What is needed
How many lines in the items below contain the string "wheel"? Give only the number.

(Segmentation data)

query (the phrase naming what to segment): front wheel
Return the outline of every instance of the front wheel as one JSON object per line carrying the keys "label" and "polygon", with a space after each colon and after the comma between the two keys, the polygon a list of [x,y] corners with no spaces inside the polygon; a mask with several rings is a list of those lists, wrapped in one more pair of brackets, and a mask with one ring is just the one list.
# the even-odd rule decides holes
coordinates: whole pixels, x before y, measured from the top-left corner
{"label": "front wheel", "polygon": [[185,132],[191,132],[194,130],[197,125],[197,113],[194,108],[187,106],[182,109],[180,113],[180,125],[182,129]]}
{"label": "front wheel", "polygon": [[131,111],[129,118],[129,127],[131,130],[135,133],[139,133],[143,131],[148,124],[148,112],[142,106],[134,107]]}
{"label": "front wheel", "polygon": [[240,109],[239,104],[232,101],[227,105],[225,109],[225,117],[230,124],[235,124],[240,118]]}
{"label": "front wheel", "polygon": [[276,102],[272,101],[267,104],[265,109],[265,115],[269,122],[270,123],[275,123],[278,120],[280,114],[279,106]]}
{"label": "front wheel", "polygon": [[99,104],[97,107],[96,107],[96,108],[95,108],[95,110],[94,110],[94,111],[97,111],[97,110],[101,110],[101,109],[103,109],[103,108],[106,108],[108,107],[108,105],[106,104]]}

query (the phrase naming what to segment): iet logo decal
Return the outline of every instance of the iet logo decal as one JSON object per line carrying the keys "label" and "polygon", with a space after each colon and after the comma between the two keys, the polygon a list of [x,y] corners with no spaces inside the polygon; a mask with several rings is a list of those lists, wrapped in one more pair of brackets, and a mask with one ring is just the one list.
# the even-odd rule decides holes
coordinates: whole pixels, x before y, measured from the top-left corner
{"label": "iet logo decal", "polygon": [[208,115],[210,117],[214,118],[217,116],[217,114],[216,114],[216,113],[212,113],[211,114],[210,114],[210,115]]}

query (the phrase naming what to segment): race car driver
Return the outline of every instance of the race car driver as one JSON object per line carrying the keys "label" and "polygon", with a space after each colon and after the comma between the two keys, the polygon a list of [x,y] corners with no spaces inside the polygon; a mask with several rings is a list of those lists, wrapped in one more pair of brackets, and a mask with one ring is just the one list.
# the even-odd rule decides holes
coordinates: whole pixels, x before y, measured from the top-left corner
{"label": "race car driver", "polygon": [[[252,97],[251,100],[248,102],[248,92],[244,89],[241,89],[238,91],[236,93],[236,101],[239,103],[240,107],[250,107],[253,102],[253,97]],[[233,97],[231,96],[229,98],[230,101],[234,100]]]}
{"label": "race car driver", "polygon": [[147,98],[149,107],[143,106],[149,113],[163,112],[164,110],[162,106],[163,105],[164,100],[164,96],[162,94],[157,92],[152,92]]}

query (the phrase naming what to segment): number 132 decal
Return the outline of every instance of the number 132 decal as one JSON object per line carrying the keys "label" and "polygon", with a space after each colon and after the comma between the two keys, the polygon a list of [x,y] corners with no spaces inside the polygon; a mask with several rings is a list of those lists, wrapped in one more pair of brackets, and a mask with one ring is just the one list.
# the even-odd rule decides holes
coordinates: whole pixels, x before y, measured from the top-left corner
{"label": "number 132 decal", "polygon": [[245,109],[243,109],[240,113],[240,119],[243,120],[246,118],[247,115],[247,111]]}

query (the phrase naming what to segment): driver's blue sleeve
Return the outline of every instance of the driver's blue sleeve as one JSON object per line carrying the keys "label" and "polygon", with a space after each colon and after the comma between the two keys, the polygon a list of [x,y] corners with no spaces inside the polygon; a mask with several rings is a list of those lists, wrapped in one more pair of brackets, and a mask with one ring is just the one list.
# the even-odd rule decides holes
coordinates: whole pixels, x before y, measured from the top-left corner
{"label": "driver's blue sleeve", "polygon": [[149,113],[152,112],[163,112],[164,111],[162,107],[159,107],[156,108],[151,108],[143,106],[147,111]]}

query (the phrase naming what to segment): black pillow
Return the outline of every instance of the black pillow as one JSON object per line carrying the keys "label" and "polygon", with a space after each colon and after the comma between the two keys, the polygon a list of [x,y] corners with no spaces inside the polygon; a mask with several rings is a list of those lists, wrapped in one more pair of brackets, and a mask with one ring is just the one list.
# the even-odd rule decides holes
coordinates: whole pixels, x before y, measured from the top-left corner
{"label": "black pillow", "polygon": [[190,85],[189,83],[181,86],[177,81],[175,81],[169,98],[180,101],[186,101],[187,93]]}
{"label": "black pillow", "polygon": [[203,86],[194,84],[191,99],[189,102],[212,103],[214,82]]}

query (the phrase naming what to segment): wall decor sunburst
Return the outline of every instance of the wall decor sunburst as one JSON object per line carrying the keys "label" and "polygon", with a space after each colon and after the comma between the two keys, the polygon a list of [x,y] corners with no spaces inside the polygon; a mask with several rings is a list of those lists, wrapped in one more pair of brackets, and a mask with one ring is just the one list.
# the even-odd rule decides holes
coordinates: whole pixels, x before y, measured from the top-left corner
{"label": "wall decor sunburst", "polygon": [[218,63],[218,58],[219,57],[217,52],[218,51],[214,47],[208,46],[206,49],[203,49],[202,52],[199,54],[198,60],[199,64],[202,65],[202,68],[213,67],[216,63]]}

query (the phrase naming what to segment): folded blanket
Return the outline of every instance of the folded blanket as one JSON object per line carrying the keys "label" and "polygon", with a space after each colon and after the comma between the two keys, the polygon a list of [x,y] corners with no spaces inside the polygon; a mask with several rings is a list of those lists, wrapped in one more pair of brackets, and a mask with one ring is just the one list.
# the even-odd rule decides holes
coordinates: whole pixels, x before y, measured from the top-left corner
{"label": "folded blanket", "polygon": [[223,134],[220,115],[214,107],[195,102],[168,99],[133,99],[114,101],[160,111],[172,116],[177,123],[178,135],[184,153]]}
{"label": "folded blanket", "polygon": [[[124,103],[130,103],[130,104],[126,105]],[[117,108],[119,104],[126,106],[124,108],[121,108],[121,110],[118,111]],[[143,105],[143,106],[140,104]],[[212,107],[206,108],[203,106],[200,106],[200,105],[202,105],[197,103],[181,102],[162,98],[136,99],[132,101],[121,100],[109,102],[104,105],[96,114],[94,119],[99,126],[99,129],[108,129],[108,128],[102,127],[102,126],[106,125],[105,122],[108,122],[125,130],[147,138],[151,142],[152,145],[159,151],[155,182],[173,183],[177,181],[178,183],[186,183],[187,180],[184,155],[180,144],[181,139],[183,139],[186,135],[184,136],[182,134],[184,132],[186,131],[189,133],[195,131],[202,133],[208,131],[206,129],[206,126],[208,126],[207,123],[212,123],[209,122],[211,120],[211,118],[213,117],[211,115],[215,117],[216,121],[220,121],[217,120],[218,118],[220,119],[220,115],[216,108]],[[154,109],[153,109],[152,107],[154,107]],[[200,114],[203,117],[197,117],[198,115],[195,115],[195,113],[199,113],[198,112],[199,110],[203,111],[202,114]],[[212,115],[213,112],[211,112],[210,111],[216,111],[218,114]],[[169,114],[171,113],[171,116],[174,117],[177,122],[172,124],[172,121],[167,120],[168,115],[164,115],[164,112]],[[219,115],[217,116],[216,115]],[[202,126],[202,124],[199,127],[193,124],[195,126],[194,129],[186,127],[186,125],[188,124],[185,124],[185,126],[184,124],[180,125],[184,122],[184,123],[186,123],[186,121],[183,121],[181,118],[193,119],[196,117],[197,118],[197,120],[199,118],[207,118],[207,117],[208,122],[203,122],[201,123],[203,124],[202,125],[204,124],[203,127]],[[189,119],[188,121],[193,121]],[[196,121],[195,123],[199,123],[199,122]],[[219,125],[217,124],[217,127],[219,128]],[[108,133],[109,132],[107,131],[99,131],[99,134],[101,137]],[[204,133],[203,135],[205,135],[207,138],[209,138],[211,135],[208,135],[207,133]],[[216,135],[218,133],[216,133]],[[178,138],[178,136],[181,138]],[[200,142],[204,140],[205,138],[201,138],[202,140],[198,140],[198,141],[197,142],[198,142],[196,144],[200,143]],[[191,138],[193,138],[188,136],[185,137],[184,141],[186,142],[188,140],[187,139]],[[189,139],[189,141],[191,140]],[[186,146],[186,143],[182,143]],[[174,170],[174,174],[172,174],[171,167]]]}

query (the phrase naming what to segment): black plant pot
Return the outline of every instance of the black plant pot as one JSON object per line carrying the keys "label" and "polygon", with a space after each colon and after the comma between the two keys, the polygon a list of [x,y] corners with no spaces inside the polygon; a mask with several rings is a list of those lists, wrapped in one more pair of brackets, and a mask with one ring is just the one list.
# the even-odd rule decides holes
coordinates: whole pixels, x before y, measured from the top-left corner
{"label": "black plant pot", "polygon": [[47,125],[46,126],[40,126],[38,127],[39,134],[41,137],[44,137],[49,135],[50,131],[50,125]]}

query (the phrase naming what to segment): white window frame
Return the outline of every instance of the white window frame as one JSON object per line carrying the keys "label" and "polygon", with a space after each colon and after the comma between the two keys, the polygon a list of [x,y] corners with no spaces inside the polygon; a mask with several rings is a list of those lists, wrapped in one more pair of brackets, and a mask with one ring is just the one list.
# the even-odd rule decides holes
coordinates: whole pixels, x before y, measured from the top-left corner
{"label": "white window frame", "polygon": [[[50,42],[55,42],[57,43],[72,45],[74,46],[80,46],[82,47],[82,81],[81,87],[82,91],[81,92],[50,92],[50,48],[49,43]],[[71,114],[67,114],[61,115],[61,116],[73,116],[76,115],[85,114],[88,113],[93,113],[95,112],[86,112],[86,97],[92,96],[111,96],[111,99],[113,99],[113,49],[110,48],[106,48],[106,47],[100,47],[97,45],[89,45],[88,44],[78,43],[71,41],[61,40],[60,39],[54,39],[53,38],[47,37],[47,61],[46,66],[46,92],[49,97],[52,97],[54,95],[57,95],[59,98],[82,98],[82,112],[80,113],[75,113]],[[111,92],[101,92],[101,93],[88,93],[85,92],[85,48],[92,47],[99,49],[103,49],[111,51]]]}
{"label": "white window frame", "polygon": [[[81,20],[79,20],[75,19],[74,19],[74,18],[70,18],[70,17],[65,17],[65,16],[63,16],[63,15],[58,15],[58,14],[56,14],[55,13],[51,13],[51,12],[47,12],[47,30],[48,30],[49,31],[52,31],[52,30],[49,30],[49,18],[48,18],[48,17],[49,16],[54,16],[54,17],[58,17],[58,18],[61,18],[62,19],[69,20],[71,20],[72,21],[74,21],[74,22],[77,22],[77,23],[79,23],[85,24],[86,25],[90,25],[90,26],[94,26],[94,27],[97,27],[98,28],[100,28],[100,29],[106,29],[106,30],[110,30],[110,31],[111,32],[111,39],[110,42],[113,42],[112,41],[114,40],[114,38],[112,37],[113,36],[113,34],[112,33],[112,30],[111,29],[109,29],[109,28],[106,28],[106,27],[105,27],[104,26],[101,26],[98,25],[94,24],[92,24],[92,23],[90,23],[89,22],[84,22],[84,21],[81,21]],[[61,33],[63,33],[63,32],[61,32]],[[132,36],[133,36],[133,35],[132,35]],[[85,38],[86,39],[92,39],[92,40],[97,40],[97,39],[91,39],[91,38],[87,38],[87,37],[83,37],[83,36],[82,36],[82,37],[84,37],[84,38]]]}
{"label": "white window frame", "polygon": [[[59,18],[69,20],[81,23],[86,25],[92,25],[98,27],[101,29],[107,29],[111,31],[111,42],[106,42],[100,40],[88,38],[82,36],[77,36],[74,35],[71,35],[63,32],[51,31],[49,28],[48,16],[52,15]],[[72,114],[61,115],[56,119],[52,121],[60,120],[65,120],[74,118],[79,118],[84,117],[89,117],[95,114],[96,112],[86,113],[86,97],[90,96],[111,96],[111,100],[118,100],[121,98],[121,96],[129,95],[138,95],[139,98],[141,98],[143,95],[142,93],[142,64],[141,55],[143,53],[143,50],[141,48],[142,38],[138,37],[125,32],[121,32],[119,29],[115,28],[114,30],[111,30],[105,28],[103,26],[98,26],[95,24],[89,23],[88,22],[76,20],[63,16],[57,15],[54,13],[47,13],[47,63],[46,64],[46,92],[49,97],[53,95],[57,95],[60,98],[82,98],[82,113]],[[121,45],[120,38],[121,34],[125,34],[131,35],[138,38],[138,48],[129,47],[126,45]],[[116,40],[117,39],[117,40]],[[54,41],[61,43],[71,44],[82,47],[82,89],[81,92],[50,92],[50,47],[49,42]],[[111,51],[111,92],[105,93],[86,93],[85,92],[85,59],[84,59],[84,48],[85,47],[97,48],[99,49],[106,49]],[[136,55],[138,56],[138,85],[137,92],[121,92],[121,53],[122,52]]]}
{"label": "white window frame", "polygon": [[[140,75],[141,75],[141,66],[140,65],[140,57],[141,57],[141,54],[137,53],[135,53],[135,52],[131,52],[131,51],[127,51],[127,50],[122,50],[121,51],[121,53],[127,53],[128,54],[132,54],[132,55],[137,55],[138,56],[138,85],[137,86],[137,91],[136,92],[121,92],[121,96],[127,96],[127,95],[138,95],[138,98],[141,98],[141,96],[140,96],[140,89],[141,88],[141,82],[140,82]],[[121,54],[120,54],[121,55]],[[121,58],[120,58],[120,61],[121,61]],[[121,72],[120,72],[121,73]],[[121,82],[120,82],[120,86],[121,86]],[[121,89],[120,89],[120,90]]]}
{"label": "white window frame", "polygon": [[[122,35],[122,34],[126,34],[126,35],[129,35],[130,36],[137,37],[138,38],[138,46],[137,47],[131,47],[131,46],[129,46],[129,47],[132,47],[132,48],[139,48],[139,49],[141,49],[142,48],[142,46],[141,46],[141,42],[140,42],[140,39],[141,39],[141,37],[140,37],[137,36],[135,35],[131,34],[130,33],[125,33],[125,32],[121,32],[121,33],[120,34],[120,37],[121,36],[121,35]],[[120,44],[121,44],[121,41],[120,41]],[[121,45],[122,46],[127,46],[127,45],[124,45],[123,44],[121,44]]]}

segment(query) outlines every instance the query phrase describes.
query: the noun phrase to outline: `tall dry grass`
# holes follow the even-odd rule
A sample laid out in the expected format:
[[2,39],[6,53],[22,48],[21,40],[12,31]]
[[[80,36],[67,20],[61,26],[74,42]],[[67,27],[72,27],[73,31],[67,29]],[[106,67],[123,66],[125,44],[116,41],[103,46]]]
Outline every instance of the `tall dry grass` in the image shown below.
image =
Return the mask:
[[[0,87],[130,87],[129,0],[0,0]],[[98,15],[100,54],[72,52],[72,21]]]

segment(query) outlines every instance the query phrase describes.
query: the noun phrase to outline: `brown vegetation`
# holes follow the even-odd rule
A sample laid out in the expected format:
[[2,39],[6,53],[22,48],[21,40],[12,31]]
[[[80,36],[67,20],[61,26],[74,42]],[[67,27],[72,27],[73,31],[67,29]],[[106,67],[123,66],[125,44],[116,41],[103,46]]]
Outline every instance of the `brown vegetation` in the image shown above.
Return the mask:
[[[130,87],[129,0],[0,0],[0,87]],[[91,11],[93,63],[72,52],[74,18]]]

Task response
7